Instructions to follow:
Locate the line that contains "target | seated person" in the data that follows. Copy it and every subsequent line to the end, exactly, excluding pictures.

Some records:
·····
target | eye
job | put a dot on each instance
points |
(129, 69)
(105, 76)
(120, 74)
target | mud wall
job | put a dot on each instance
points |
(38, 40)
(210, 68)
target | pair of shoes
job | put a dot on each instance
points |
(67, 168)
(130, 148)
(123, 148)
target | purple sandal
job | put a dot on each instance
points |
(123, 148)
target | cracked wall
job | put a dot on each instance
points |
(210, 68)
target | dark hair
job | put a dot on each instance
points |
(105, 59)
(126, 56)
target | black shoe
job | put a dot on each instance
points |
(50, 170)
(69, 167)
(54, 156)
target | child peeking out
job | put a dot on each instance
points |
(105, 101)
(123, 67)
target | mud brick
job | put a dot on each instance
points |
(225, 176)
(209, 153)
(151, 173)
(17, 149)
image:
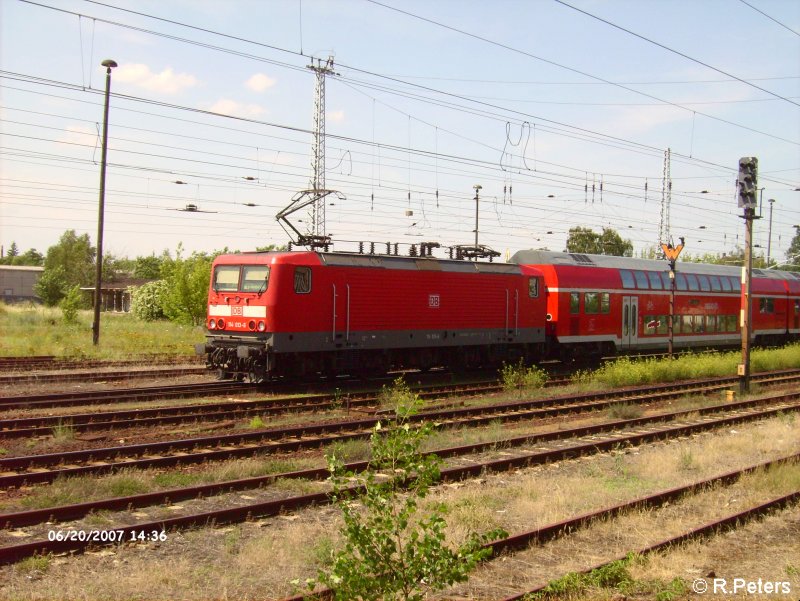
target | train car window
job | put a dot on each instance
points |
(302, 280)
(627, 279)
(655, 280)
(651, 324)
(533, 287)
(226, 278)
(591, 302)
(574, 302)
(255, 278)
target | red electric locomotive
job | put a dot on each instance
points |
(601, 305)
(299, 314)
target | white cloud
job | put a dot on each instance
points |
(335, 116)
(260, 82)
(76, 134)
(167, 81)
(226, 106)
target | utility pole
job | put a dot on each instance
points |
(671, 253)
(108, 64)
(666, 200)
(746, 182)
(478, 188)
(771, 202)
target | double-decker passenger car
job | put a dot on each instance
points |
(298, 314)
(600, 305)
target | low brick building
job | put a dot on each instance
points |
(17, 282)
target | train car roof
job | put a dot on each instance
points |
(374, 261)
(546, 257)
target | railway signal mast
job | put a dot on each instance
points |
(315, 196)
(747, 184)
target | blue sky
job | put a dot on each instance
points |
(535, 101)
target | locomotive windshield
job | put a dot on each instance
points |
(254, 278)
(226, 278)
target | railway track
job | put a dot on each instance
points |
(108, 421)
(586, 440)
(51, 362)
(100, 376)
(107, 397)
(17, 471)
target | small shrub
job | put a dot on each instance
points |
(519, 377)
(70, 304)
(256, 423)
(147, 301)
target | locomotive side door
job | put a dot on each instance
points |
(630, 322)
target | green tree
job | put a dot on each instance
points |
(72, 301)
(584, 240)
(75, 255)
(147, 300)
(147, 267)
(793, 254)
(52, 286)
(186, 280)
(392, 551)
(29, 257)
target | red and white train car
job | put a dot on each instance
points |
(599, 305)
(298, 314)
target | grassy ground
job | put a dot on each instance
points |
(36, 330)
(630, 372)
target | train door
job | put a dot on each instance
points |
(630, 321)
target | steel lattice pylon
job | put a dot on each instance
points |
(317, 183)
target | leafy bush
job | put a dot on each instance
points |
(519, 377)
(71, 303)
(390, 550)
(52, 286)
(146, 301)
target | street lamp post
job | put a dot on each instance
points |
(769, 234)
(108, 64)
(478, 188)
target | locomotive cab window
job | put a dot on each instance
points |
(574, 302)
(255, 278)
(226, 278)
(302, 280)
(627, 279)
(533, 287)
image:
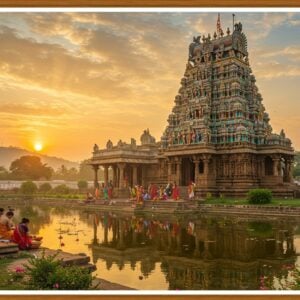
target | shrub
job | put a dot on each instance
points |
(208, 196)
(259, 196)
(61, 189)
(82, 184)
(45, 187)
(28, 188)
(46, 273)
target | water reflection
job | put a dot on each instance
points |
(172, 252)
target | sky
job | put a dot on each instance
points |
(70, 80)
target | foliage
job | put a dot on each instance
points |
(45, 187)
(260, 229)
(259, 196)
(28, 188)
(82, 184)
(208, 196)
(86, 172)
(30, 167)
(63, 173)
(61, 189)
(46, 273)
(3, 173)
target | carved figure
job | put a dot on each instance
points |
(196, 42)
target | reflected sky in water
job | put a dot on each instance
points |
(172, 252)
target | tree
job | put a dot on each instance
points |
(28, 188)
(86, 171)
(65, 174)
(61, 189)
(82, 184)
(45, 187)
(30, 167)
(3, 173)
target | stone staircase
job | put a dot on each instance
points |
(67, 259)
(165, 206)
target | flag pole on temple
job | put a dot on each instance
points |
(233, 15)
(219, 25)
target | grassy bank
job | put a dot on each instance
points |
(11, 280)
(274, 202)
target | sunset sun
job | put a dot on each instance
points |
(38, 146)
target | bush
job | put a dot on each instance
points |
(208, 196)
(46, 273)
(45, 187)
(28, 188)
(82, 184)
(61, 189)
(259, 196)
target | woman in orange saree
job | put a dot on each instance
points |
(6, 225)
(22, 238)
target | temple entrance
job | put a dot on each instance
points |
(268, 166)
(187, 171)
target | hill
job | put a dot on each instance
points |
(9, 154)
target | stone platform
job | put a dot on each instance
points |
(8, 247)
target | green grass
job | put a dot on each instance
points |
(274, 202)
(8, 281)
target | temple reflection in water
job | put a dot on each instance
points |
(196, 253)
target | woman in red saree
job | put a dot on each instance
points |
(22, 238)
(175, 192)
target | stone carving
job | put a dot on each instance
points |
(109, 144)
(96, 148)
(147, 138)
(133, 143)
(120, 144)
(196, 42)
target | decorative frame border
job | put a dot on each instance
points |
(254, 295)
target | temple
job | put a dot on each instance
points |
(218, 133)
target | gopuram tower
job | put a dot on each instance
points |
(218, 133)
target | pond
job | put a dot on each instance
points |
(149, 252)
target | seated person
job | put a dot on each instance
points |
(146, 196)
(23, 239)
(6, 225)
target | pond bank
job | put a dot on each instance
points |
(17, 260)
(162, 207)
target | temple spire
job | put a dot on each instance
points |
(219, 29)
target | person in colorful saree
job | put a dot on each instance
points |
(191, 191)
(23, 239)
(175, 192)
(6, 225)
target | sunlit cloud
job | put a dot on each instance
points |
(80, 78)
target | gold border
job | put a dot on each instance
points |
(153, 3)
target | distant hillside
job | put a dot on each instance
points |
(9, 154)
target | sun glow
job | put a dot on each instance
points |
(38, 146)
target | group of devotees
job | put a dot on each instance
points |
(140, 194)
(19, 234)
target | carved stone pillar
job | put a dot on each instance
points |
(196, 162)
(169, 171)
(206, 166)
(96, 183)
(289, 170)
(121, 178)
(121, 244)
(275, 166)
(105, 174)
(95, 239)
(134, 175)
(114, 169)
(178, 172)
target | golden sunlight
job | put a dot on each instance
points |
(38, 146)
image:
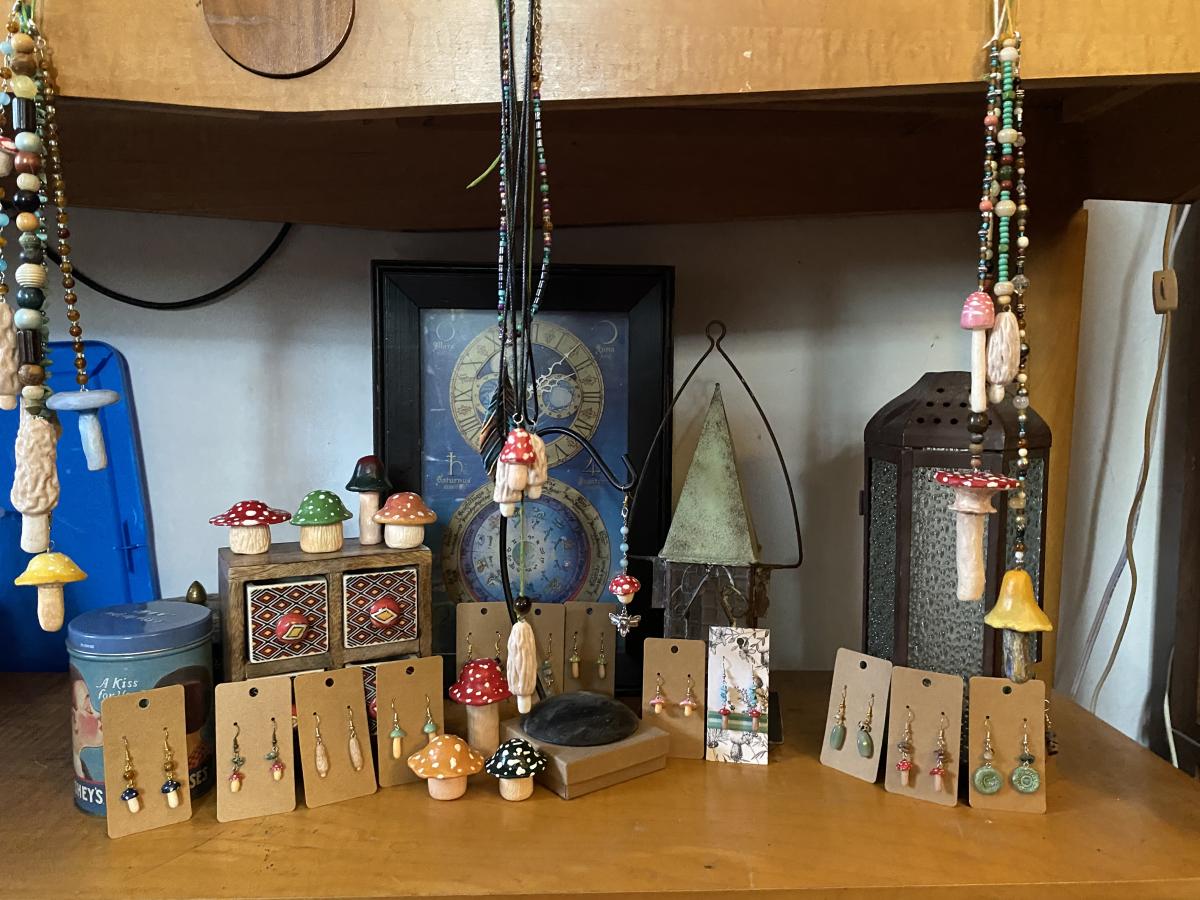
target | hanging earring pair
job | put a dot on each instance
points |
(1024, 779)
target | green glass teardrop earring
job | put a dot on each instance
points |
(985, 778)
(1025, 778)
(838, 732)
(865, 742)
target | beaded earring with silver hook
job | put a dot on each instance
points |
(396, 735)
(131, 793)
(169, 784)
(865, 743)
(1025, 778)
(273, 755)
(904, 765)
(985, 778)
(237, 761)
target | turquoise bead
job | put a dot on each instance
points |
(865, 744)
(838, 737)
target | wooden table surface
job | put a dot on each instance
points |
(1122, 822)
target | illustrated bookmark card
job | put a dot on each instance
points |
(736, 695)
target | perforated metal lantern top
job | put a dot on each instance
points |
(911, 613)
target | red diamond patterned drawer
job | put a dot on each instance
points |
(289, 611)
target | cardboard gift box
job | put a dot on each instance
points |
(576, 771)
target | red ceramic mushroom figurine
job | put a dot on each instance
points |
(517, 456)
(624, 586)
(250, 526)
(481, 685)
(972, 501)
(978, 316)
(403, 519)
·····
The reply:
target | seated person
job | put a dot on each instance
points |
(146, 196)
(23, 239)
(6, 225)
target | pond bank
job | put a dot on each instance
points |
(17, 260)
(162, 207)
target | temple spire
job | put a dot on each instance
points |
(219, 29)
target | person in colorful saree
job | put a dot on each instance
points |
(191, 191)
(23, 239)
(175, 192)
(6, 225)
target | sunlit cloud
job | put a dot on each instance
points |
(80, 78)
target | gold border
job | put a dot on each instance
points |
(153, 3)
target | distant hillside
job | put a dot on each instance
points |
(9, 154)
target | sun glow
job | put a dot on each instance
points |
(38, 146)
target | group of devotees
job | put a dot on each instance
points |
(140, 194)
(19, 234)
target | carved stone pillar
job | put a dot on each instance
points |
(196, 162)
(169, 171)
(206, 166)
(96, 183)
(289, 170)
(121, 178)
(121, 244)
(275, 166)
(105, 174)
(95, 239)
(134, 175)
(114, 169)
(178, 172)
target | golden sunlight
job | put a dot on each instance
points |
(38, 146)
image:
target | hanging earring pair
job | put a dot on each instance
points |
(1024, 779)
target | green glass teardrop earring
job | put a dot on each instance
points |
(985, 778)
(1025, 778)
(838, 732)
(865, 742)
target | beaded earring with silver hook
job | put a dot on each instance
points |
(396, 735)
(131, 793)
(169, 784)
(865, 743)
(1025, 778)
(273, 755)
(904, 765)
(985, 778)
(237, 761)
target | turquoise bead
job | put a dot on each instance
points |
(865, 744)
(838, 737)
target | wooden table surface
job | put a dot on each instance
points |
(1122, 822)
target | illustrated bookmark card
job | put a dot on each instance
points |
(736, 695)
target | perforated metal lantern top
job | put a dot on each instance
points |
(911, 613)
target | red diamond patterned drawer
job | put a dot on each instance
points |
(289, 611)
target | cardboard gift box
job | put a dot on each instance
points |
(576, 771)
target | red ceramic mushroom figurine
job | put a dot on each instance
points |
(517, 456)
(624, 586)
(250, 526)
(481, 685)
(972, 501)
(978, 316)
(403, 519)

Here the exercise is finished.